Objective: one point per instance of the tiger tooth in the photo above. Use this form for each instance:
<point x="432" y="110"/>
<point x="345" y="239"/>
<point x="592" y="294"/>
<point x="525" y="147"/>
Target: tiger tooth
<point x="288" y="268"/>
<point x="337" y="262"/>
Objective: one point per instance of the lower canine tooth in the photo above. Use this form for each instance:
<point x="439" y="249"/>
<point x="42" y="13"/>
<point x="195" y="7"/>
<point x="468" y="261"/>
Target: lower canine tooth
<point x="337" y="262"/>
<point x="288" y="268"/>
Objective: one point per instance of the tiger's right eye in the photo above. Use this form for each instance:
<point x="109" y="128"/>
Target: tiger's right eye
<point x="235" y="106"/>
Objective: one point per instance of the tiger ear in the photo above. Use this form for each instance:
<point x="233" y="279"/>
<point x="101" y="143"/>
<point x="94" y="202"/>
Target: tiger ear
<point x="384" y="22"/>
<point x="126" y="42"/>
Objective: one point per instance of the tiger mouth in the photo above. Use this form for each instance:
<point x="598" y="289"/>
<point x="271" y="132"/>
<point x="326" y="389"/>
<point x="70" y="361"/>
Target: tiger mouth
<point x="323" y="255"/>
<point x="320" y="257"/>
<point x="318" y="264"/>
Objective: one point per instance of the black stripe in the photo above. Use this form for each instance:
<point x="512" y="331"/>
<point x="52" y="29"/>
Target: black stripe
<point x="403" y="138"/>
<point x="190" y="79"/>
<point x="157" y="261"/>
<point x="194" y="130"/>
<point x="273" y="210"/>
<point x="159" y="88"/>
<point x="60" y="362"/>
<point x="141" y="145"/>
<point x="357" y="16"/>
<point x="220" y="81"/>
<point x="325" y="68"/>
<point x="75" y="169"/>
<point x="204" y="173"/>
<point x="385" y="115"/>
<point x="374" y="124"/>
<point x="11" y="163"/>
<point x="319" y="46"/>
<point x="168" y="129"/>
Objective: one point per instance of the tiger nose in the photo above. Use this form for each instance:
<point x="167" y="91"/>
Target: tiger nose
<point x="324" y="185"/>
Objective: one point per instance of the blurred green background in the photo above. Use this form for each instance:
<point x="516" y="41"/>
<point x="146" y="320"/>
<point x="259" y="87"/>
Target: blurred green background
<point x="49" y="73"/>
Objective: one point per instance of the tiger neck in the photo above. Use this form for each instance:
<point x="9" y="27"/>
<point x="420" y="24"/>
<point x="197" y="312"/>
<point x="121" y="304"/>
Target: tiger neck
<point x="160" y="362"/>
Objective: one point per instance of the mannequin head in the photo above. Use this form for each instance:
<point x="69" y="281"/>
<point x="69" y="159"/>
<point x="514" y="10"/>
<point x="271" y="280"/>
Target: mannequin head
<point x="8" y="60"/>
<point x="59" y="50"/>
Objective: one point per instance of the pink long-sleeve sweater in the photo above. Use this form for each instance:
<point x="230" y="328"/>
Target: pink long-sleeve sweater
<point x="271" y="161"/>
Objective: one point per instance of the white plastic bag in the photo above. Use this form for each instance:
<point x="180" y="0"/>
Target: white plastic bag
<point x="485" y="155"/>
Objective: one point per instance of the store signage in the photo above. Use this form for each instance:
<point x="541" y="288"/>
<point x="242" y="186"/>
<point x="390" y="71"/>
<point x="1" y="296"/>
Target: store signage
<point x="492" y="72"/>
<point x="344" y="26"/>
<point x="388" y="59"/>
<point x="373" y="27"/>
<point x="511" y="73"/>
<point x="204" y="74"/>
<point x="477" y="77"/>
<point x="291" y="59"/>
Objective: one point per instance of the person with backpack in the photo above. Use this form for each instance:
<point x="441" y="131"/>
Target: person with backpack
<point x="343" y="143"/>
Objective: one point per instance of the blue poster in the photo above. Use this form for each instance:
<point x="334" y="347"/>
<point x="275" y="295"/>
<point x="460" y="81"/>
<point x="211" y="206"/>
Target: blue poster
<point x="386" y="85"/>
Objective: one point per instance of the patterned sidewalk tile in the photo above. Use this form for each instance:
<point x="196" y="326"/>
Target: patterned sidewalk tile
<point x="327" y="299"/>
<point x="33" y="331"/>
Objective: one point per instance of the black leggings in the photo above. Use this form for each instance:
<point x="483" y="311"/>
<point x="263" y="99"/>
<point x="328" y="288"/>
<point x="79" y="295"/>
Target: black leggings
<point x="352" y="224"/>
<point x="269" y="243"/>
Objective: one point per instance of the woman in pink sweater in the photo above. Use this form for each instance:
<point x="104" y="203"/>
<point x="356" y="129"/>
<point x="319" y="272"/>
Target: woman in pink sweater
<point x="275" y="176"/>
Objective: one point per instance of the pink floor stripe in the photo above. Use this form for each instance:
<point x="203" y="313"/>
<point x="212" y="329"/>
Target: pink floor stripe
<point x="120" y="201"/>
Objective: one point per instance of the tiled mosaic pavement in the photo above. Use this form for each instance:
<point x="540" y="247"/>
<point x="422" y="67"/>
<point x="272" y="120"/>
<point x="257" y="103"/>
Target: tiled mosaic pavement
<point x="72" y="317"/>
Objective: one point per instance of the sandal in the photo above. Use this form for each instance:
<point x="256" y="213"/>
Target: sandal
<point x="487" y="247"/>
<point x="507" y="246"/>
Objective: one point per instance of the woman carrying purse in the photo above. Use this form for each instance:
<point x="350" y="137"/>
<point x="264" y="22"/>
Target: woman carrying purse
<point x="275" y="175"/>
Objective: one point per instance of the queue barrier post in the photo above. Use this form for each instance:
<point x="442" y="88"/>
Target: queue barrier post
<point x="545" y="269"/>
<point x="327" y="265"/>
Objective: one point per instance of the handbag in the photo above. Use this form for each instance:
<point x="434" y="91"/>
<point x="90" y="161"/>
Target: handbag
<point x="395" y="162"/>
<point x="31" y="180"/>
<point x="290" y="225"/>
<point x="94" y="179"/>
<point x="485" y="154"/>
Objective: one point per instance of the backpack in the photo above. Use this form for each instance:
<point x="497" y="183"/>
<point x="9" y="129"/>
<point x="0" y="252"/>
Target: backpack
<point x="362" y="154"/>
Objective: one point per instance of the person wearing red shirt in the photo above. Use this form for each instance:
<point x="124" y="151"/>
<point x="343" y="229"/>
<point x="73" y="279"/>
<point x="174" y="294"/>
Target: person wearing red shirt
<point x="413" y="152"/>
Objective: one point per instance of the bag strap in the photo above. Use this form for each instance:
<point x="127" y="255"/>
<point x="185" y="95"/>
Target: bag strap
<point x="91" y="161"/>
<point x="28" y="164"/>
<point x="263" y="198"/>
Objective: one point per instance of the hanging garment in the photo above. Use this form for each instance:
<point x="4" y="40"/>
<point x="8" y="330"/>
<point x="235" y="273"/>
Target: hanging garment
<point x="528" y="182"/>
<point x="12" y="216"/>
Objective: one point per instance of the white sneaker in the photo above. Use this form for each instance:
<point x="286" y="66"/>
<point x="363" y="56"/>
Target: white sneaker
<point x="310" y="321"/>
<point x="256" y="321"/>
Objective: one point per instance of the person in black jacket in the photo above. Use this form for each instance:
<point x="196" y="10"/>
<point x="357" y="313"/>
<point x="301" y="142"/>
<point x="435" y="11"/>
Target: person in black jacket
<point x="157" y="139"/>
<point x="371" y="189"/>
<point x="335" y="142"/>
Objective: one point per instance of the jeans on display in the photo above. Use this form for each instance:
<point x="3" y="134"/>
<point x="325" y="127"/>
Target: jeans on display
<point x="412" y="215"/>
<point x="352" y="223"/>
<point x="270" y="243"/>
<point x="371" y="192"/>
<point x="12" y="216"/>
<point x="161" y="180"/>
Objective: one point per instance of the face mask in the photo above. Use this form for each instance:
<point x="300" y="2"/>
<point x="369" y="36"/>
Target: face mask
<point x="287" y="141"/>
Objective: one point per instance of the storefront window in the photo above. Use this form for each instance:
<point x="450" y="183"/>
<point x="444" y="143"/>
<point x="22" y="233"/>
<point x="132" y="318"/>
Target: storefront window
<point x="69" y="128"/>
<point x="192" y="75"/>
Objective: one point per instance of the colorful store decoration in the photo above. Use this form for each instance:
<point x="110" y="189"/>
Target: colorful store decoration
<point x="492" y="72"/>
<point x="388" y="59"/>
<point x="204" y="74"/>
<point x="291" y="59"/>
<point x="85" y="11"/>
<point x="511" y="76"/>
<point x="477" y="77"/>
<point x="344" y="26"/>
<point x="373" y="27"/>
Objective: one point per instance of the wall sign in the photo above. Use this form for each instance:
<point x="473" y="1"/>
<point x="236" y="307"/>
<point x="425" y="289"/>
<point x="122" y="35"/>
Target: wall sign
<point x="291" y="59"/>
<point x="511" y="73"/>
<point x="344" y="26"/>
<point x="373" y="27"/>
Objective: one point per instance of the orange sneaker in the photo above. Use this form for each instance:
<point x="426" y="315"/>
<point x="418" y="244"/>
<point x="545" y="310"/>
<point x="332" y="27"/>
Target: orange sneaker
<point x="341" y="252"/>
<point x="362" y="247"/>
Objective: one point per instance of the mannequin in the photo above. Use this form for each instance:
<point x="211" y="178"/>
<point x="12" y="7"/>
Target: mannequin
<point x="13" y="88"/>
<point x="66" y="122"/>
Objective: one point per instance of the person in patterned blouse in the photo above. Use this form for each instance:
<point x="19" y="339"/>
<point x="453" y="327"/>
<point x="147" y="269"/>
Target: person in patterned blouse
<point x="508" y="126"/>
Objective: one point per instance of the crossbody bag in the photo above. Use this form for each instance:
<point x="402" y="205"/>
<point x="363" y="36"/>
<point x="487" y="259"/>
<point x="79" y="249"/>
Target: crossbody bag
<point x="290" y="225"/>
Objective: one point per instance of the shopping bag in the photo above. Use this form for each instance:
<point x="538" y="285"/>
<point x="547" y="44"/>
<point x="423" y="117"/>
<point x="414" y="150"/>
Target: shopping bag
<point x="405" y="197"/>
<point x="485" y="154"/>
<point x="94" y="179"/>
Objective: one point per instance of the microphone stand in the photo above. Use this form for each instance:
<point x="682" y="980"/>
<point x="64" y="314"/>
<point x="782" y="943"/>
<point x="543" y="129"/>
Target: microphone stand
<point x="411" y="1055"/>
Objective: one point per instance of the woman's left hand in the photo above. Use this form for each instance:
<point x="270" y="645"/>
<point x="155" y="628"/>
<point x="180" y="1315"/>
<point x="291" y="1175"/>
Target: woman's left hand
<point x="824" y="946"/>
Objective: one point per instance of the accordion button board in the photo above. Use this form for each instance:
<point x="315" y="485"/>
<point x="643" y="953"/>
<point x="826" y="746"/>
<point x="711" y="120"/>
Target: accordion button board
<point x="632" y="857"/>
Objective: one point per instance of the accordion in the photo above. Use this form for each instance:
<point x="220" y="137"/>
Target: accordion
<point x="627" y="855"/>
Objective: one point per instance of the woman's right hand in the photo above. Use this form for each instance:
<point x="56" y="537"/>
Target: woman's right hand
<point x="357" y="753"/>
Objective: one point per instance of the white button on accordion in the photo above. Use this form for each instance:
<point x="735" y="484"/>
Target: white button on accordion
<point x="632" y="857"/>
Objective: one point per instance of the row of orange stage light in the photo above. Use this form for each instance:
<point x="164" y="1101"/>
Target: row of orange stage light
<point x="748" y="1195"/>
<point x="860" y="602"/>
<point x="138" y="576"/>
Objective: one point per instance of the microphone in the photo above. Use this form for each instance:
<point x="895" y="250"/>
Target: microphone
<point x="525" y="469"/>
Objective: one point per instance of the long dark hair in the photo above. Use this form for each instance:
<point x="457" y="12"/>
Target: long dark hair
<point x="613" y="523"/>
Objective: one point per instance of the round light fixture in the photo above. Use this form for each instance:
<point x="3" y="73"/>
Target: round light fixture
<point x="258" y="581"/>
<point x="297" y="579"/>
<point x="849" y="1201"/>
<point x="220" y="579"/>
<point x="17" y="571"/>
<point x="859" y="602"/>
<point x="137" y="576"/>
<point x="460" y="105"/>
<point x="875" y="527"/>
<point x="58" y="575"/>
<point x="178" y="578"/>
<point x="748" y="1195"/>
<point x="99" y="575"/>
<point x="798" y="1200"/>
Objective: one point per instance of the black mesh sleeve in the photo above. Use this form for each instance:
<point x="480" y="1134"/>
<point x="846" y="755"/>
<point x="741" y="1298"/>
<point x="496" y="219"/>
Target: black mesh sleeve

INSTRUCTIONS TO FOLLOW = Print from the line containing "Objective: one point per instance of the black mesh" to the last line above, exactly as written.

EXPECTED ANSWER =
Objective: one point per instance of the black mesh sleeve in the photo above. Use this form for each instance:
<point x="480" y="1134"/>
<point x="846" y="755"/>
<point x="741" y="1298"/>
<point x="496" y="219"/>
Target: black mesh sleeve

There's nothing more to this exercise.